[REQUEST]:
Shift every coordinate in the answers of the listing below by -88, and reproduce only the part that starts with the line containing "Note to the class: mark the overhead" and goes on through the end of the listing. Keep every line in that part.

──────

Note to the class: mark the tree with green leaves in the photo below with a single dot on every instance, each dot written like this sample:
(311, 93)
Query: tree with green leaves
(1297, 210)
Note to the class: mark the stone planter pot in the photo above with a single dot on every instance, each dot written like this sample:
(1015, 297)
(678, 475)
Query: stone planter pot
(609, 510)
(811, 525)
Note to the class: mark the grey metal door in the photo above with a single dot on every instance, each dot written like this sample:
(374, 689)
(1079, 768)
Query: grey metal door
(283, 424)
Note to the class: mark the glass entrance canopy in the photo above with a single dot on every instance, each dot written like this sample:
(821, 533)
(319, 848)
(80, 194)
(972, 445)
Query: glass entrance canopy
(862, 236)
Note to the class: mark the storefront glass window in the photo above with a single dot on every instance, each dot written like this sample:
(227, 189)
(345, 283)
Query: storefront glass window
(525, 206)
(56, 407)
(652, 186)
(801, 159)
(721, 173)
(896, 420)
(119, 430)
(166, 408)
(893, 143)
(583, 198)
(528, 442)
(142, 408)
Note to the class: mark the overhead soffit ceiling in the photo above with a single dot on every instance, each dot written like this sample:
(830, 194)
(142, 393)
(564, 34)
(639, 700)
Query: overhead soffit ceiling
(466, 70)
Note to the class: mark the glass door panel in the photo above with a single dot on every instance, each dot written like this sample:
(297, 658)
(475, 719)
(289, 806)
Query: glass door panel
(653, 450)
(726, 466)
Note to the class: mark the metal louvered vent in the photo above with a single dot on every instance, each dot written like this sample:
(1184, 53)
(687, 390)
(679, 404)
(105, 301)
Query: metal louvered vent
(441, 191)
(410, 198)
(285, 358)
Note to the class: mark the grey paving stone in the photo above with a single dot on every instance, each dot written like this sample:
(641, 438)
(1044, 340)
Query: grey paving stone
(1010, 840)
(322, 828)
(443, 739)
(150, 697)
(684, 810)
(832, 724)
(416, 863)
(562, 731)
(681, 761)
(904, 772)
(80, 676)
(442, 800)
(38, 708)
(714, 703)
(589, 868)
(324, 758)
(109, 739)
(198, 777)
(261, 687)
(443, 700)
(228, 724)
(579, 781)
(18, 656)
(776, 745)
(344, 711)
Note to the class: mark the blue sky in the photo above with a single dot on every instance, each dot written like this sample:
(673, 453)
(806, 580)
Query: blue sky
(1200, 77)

──────

[WRITTEN RESPONSE]:
Note to the class: mark the overhead soffit ceiling in the photo above with a single dot on every instance, each dot written like this sample:
(830, 194)
(142, 393)
(564, 34)
(639, 700)
Query: overhead soffit ceiling
(378, -18)
Note to the class: mark the glass door panel in the photo above with a single dot on every instance, each dot written like this sample:
(297, 658)
(475, 719)
(289, 806)
Query: glass door panel
(565, 362)
(638, 378)
Note to the class: mark the metal louvered vent in the photo above with a single dot on every instance, each dot written like this sample:
(1184, 53)
(687, 390)
(679, 404)
(105, 301)
Query: metal louvered vent
(353, 103)
(322, 110)
(197, 270)
Note to the class: mark the grey paving stone in the photo above with a single dot on every instance, each dot written like this sample:
(641, 438)
(1044, 340)
Query: grey paving stone
(922, 752)
(234, 740)
(355, 651)
(62, 609)
(596, 722)
(744, 636)
(328, 775)
(474, 643)
(593, 673)
(816, 684)
(-8, 588)
(354, 712)
(-50, 620)
(626, 615)
(501, 780)
(236, 670)
(21, 651)
(110, 689)
(173, 599)
(355, 612)
(140, 636)
(491, 693)
(-70, 568)
(688, 657)
(256, 623)
Note to the class: mark the blue sky in the photo above with a single dot on every instance, each dot written like this sample:
(673, 453)
(806, 580)
Query: blue sky
(1112, -11)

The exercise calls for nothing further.